== Dataset entries ==
━━━━

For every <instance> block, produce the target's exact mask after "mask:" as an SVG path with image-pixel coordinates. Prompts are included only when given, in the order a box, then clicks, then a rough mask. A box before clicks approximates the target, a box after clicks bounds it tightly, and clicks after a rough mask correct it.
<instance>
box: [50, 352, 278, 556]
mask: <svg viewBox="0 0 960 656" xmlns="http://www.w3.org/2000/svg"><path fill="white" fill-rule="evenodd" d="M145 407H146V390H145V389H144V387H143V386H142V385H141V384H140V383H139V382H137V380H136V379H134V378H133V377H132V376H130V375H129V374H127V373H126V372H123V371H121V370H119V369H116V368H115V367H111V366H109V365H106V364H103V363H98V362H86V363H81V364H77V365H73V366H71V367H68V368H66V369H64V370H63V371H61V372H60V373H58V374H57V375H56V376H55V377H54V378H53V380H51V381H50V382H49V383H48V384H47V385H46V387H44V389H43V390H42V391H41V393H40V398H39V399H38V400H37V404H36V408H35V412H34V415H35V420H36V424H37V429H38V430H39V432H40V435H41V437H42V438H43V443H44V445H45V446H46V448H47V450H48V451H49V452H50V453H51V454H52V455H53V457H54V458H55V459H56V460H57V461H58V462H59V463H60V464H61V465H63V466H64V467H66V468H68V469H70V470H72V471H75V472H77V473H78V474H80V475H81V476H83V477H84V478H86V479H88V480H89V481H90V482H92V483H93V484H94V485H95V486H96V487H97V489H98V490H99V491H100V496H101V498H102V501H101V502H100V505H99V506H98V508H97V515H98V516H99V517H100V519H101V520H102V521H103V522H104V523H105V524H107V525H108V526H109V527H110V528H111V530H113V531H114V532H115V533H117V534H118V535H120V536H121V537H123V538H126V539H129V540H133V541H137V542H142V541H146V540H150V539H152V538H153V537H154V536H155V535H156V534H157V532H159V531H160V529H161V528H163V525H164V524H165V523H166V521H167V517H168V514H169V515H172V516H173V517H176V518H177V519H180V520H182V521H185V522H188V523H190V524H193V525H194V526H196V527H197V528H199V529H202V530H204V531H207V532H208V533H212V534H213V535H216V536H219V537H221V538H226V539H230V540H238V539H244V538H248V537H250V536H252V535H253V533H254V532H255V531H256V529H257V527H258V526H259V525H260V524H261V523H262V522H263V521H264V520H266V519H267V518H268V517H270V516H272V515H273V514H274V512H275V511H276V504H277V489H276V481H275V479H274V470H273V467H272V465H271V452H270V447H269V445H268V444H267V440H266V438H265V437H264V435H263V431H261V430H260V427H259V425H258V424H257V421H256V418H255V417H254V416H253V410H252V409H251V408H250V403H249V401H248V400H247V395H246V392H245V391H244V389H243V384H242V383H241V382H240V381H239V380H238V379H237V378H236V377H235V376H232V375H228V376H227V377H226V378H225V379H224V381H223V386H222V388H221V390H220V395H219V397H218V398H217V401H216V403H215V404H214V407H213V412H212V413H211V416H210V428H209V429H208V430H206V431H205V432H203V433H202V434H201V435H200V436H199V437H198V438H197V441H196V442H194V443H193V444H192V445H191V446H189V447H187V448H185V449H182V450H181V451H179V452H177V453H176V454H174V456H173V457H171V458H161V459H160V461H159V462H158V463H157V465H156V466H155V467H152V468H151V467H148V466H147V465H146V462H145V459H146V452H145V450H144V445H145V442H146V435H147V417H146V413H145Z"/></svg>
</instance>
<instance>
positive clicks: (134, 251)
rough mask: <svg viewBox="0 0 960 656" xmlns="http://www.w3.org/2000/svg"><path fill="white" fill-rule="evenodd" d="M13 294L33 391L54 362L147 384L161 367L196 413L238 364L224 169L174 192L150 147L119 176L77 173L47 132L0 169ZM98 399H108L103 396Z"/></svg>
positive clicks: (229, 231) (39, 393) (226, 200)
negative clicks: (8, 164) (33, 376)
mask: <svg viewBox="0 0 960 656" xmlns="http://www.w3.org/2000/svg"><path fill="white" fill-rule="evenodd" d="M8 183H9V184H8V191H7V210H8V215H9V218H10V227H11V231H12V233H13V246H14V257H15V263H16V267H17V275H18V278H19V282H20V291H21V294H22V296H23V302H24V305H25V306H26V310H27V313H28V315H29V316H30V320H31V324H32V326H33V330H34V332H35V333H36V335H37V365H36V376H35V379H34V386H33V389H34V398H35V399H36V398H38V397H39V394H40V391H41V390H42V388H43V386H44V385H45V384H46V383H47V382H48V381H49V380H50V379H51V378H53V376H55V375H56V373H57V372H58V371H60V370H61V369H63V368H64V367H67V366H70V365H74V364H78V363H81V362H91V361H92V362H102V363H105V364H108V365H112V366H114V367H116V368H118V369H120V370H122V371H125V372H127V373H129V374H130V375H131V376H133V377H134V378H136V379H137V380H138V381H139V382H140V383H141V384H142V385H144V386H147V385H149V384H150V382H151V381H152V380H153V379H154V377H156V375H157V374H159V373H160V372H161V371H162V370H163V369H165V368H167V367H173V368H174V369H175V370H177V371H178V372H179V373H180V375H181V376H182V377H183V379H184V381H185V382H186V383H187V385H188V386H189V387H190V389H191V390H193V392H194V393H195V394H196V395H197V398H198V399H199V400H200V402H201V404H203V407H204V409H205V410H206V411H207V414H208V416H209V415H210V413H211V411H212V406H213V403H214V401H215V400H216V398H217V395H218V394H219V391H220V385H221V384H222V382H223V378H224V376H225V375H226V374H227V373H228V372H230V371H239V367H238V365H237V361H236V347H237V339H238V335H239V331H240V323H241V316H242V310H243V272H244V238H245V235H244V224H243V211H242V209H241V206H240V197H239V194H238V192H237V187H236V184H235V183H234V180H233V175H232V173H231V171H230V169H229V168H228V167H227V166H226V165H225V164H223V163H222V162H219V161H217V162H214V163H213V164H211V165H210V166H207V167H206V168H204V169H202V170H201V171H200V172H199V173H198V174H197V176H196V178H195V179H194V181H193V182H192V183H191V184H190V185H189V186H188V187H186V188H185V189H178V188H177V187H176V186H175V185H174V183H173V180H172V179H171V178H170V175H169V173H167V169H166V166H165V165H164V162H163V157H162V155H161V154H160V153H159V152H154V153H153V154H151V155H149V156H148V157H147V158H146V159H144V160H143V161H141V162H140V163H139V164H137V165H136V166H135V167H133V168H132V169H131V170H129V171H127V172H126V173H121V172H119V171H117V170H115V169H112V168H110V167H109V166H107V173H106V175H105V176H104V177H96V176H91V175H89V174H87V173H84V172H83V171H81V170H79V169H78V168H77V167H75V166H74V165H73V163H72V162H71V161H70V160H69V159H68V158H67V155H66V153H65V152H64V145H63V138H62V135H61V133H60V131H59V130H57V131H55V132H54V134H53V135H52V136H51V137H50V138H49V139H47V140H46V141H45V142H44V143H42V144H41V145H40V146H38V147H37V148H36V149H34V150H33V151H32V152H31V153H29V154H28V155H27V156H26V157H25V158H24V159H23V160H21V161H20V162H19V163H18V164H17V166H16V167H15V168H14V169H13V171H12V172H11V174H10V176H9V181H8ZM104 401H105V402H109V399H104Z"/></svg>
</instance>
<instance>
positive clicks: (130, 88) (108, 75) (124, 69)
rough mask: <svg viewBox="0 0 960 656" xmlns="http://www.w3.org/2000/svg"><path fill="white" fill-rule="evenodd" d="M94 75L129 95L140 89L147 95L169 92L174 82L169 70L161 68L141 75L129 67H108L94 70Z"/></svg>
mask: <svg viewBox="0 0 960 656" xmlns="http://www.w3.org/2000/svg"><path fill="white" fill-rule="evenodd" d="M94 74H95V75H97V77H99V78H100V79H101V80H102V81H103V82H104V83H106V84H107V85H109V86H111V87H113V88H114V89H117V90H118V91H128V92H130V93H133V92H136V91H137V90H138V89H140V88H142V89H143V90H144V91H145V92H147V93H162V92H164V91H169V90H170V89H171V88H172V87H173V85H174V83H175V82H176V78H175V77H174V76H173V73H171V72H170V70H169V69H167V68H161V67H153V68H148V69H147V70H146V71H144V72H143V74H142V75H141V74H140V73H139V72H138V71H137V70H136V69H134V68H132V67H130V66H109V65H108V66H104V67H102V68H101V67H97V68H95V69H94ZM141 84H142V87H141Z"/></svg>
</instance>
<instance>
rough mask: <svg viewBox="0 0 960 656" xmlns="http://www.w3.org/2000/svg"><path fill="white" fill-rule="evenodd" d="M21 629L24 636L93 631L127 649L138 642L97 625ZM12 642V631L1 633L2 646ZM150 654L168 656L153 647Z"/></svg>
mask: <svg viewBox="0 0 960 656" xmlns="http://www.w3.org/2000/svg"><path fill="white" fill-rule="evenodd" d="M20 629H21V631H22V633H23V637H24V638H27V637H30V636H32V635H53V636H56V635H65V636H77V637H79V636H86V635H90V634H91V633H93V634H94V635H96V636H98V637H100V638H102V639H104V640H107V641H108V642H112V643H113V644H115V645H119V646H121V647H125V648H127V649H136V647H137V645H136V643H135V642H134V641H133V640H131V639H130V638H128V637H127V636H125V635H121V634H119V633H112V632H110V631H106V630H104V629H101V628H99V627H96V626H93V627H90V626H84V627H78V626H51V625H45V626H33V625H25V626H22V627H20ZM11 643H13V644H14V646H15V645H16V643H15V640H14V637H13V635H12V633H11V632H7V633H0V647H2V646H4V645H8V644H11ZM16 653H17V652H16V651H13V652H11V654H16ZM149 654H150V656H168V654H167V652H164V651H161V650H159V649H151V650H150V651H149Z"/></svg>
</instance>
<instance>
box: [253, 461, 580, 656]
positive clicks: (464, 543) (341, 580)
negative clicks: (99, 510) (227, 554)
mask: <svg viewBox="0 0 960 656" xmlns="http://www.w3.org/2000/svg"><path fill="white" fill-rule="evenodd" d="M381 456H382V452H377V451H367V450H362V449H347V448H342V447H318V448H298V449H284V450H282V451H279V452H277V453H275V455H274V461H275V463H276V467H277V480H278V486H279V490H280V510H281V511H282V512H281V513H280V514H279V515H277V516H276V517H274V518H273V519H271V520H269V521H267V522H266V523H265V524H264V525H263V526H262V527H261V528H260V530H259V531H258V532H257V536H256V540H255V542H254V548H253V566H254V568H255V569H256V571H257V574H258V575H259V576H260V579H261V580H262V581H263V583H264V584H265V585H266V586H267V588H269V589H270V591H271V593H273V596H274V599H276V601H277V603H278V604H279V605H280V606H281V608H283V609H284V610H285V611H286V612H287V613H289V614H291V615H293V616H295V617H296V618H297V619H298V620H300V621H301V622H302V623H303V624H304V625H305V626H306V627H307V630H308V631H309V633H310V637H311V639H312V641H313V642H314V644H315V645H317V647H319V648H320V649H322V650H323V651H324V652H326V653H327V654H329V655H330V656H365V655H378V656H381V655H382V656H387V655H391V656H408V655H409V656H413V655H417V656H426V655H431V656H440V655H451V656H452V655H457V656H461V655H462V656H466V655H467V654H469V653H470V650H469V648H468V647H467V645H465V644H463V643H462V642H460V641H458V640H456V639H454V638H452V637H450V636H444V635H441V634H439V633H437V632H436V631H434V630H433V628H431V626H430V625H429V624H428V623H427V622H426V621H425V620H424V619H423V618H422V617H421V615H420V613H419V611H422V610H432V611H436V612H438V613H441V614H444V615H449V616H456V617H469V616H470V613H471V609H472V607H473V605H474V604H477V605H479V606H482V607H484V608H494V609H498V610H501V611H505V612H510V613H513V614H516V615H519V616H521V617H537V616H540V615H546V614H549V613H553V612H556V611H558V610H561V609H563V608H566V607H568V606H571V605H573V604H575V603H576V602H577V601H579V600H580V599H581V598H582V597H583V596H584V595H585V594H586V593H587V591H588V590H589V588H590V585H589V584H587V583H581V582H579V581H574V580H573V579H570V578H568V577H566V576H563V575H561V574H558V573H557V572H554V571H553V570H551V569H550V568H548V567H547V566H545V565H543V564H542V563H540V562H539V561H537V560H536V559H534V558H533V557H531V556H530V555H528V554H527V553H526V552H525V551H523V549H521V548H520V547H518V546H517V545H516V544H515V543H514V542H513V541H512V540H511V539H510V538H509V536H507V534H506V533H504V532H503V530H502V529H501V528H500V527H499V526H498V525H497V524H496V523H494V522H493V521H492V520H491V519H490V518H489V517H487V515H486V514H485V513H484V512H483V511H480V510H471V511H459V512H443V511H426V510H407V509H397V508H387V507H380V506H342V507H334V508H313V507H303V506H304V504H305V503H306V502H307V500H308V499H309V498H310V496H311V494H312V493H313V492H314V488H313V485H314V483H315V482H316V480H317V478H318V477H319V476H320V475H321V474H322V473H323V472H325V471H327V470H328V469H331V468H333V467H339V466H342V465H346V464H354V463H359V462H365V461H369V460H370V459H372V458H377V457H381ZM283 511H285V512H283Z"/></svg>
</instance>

━━━━

== What you should do ==
Each line in which the string "positive" is found must be copied from the data.

== Response ==
positive clicks: (134, 251)
positive clicks: (229, 231) (39, 393) (226, 200)
positive clicks: (130, 88) (108, 75) (124, 69)
positive clicks: (464, 543) (341, 580)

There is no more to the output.